▶ **WORK TO COMPLETE**:
1. In the excerpt, echo the passage between "Dad's not here" and "with program windows.", inclusive.
2. Using the excerpt, answer these:
(a) What car did Dad walk back to?
(b) What is the grand total of people who have viewed the resume on Monster Board?
(c) What does the excerpt list in parentheses after the name Kasandra?

▶ **EXCERPT PROVIDED**:
━━━━━━
But Dad was no fool, and always managed to corral me before I could get close enough to satisfy my curiosity. "Come on, Sandy," he'd say to me, "your mother's probably wondering where we are." I'd turn, disappointed but oddly relieved, too, and dutifully follow him back to the car, a black and yellow 1956 Studebaker station wagon. The Stoodie Hornet, he called it.

Dad's not here now, so I'm free to admire Ms. Page while launching Explorer. She's in a classic cheesecake pose - reclined on a couch, her long legs curled up beside her, propping herself up with one hand and holding the back of her neck with the other. Both of her modestly-sized breasts are exposed, but for some reason my eye seems always drawn instead to her underarm, thence down the outline of her arched back to the langorous curves of her thigh. They don't make 'em like that anymore. I settle down with a sigh and start covering up the divine image with program windows.

First stop: Monster Board. Nothing new, though one more person has viewed my resume, bringing the grand total all the way up to five. Whoa, folks, get in line. No shoving. One at a time, one at a time. Then on to my Yahoo mailbox, where there's a message from FitzwilliamNet. Someone's looking to start a food co-op here in town. Two messages await me at my WebRyder account. My cousin Jimmy, a newbie, has fallen (as I did) for the Neil Armstrong-Mister Gorsky yarn, and sent it my way. But there's also good news from my ex-wife: after a 6-month dry spell, she finally got hired. She wants to know the particulars of my health-care plan, since it would probably make more economic sense for her to resume responsibility for our daughter's coverage. I reply immediately, telling her I will call Kasandra (Markem HR) in an hour or so and get the information. Then I try to tell Jimmy as tactfully as I can that, as good a story as it is, Armstrong never said "Good luck, Mr. Gorsky" from Mare Tranquillitatis.
━━━━━━
▶ **DATA**:

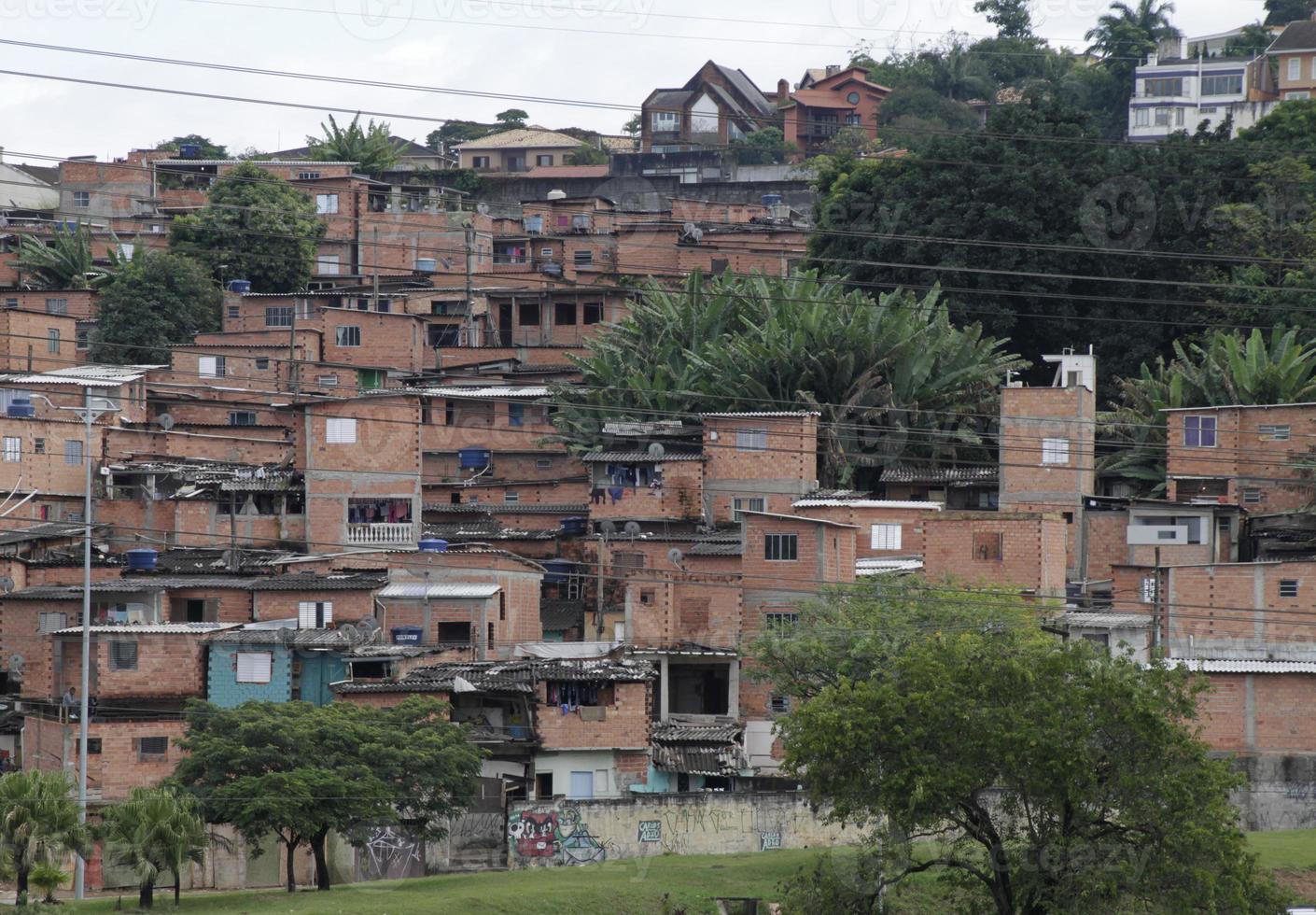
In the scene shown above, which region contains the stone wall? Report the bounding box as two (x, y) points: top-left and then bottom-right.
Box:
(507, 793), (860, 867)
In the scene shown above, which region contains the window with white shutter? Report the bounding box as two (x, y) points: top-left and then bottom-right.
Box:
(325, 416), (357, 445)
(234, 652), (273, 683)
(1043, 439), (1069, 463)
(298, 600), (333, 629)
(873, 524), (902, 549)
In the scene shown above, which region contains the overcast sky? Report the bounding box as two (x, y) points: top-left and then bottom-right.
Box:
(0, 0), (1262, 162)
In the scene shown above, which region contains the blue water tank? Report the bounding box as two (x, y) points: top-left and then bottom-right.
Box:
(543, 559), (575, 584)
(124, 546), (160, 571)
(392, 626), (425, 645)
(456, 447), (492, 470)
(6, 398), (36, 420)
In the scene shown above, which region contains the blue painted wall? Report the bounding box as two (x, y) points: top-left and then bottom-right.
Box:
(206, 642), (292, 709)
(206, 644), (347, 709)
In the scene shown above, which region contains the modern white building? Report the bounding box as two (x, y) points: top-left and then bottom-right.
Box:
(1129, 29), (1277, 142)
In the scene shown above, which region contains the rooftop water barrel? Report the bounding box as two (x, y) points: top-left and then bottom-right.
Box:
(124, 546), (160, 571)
━━━━━━
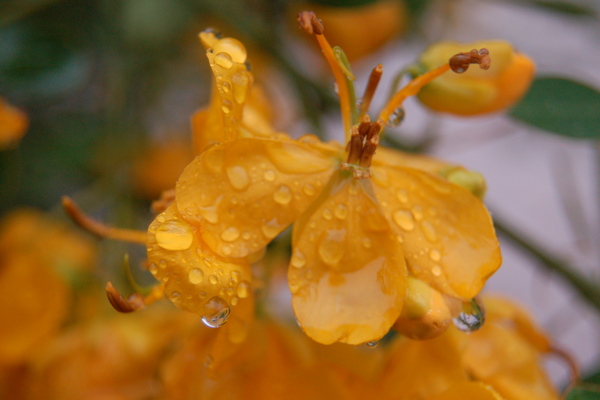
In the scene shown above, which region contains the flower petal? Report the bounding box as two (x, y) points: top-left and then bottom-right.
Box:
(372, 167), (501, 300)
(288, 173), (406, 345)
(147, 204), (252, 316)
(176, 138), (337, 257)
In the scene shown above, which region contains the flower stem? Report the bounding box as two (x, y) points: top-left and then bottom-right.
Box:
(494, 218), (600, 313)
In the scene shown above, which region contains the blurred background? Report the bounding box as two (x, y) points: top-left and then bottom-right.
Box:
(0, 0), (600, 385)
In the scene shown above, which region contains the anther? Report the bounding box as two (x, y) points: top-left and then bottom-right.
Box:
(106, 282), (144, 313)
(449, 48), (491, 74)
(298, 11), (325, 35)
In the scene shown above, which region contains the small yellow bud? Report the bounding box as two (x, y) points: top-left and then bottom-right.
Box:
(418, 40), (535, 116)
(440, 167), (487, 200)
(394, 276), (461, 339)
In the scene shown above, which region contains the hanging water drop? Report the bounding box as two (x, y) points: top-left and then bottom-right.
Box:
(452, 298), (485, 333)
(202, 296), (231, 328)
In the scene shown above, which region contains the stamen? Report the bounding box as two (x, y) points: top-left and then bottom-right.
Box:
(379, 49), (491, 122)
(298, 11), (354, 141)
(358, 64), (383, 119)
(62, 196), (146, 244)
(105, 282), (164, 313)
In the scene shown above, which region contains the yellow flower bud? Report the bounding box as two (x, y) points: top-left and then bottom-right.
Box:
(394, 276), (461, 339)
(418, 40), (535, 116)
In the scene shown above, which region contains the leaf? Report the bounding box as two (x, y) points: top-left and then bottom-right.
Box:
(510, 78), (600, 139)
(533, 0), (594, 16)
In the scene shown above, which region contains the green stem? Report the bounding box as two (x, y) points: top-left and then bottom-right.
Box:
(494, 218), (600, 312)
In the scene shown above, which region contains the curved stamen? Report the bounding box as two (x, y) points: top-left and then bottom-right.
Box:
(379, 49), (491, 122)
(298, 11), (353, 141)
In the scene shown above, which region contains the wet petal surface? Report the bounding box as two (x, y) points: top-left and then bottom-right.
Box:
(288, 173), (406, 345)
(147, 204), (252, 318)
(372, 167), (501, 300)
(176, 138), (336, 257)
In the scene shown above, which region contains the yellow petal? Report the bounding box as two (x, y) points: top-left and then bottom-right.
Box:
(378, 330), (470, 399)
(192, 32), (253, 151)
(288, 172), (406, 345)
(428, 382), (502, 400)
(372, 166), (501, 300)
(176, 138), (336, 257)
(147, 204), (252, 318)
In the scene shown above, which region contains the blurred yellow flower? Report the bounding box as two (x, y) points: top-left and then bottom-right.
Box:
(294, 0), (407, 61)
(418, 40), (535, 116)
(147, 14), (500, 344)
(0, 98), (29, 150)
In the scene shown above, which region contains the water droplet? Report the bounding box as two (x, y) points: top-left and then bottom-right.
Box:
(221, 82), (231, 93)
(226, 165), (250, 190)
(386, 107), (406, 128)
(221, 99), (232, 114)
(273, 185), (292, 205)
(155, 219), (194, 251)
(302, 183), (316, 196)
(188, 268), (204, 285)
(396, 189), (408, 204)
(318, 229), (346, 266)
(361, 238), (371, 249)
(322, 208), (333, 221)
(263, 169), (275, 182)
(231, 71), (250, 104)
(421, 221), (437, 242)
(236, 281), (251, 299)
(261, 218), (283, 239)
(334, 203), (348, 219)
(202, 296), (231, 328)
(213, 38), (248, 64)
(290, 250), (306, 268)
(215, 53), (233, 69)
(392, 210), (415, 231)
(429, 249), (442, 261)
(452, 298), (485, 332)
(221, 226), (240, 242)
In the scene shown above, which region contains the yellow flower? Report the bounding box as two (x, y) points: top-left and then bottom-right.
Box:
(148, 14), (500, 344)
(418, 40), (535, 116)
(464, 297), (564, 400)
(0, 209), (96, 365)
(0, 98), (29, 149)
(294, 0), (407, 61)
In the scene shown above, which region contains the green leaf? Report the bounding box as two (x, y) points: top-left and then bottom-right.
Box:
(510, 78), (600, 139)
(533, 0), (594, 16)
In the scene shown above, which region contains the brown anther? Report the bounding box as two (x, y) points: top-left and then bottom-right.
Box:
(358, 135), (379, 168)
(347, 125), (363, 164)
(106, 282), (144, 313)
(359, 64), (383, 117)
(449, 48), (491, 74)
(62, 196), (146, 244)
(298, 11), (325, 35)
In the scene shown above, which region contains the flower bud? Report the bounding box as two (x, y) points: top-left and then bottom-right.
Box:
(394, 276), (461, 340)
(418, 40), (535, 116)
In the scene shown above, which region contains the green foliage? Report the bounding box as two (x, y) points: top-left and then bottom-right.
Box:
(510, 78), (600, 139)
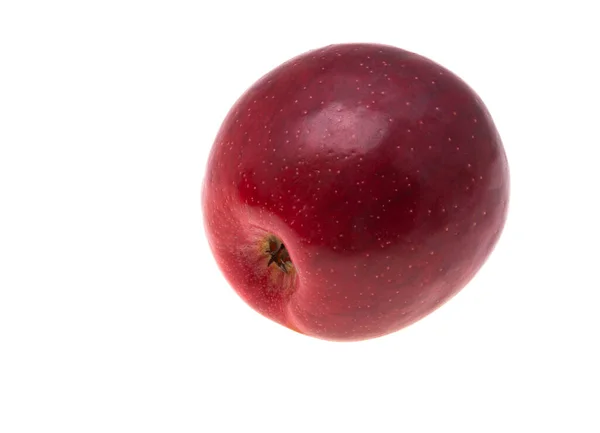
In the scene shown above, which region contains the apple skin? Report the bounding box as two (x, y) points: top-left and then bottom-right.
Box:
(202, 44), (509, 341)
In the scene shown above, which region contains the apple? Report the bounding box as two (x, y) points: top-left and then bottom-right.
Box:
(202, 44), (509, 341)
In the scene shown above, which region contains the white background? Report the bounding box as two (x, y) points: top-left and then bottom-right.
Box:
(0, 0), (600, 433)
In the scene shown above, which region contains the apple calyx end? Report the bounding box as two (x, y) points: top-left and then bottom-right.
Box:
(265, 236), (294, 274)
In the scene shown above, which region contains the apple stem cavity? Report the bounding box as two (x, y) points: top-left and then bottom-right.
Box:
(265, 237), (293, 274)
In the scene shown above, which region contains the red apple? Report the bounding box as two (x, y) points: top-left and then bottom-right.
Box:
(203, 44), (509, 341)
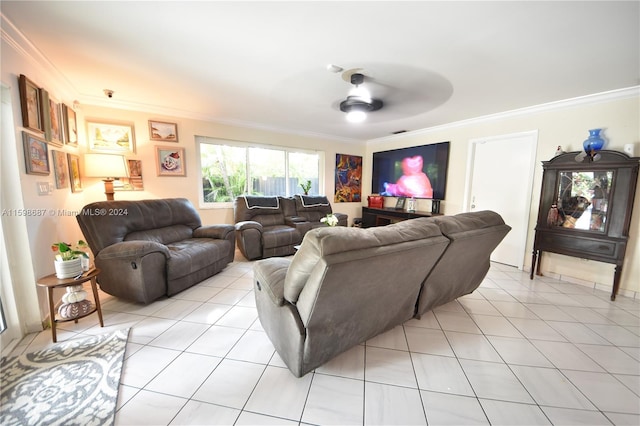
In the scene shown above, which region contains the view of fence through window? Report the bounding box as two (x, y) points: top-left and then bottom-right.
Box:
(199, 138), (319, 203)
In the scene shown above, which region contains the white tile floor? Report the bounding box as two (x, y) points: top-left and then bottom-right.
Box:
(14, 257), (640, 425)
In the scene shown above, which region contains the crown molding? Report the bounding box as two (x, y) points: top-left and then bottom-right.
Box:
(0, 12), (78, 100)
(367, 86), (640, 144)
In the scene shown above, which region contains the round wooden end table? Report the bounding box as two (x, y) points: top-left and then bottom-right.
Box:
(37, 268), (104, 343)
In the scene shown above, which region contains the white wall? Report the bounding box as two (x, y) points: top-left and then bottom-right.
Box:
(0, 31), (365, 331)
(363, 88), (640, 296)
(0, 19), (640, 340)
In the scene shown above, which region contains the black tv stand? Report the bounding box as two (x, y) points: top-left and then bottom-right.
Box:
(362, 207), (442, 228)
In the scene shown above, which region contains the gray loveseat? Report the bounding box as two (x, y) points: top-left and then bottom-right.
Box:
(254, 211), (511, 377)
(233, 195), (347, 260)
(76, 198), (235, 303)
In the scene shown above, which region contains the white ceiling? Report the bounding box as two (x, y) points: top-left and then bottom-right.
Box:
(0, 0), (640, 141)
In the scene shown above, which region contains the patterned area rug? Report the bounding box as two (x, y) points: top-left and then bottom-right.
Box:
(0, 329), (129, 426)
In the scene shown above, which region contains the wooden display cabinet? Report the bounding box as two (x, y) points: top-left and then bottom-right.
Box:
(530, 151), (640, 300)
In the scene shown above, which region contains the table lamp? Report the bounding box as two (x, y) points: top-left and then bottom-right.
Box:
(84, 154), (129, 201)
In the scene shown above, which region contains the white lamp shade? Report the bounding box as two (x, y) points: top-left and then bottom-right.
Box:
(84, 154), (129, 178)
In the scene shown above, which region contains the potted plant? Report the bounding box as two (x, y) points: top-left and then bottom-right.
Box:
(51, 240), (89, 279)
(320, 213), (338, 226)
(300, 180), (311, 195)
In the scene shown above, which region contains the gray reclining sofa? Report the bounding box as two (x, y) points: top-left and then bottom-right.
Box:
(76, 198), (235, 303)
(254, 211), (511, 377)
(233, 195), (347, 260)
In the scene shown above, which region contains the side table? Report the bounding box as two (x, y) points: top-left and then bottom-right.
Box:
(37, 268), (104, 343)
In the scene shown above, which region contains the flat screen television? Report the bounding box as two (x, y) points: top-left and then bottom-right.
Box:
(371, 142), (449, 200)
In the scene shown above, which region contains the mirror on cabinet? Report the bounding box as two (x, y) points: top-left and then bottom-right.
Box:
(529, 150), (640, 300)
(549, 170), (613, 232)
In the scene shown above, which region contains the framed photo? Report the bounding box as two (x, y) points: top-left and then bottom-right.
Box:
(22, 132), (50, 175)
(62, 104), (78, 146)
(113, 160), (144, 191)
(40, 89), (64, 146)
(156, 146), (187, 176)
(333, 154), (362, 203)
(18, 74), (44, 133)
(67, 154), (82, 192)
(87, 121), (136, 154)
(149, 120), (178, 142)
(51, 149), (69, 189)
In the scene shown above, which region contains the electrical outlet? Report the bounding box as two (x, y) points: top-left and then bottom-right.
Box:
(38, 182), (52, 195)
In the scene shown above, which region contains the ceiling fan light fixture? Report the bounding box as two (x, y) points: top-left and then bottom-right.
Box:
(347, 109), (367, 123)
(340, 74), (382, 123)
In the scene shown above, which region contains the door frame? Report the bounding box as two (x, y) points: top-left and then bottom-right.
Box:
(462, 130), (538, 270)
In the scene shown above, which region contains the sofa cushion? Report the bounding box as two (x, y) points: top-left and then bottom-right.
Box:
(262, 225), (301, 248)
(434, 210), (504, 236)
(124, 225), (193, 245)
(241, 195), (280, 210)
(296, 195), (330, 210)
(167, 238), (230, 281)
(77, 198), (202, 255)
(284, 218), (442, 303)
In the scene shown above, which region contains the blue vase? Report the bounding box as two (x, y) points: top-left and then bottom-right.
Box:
━━━━━━
▶ **ANSWERS PROVIDED**:
1.
Dad's not here now, so I'm free to admire Ms. Page while launching Explorer. She's in a classic cheesecake pose - reclined on a couch, her long legs curled up beside her, propping herself up with one hand and holding the back of her neck with the other. Both of her modestly-sized breasts are exposed, but for some reason my eye seems always drawn instead to her underarm, thence down the outline of her arched back to the langorous curves of her thigh. They don't make 'em like that anymore. I settle down with a sigh and start covering up the divine image with program windows.

2.
(a) A black and yellow 1956 Studebaker station wagon, which he called the Stoodie Hornet.
(b) Five.
(c) Markem HR.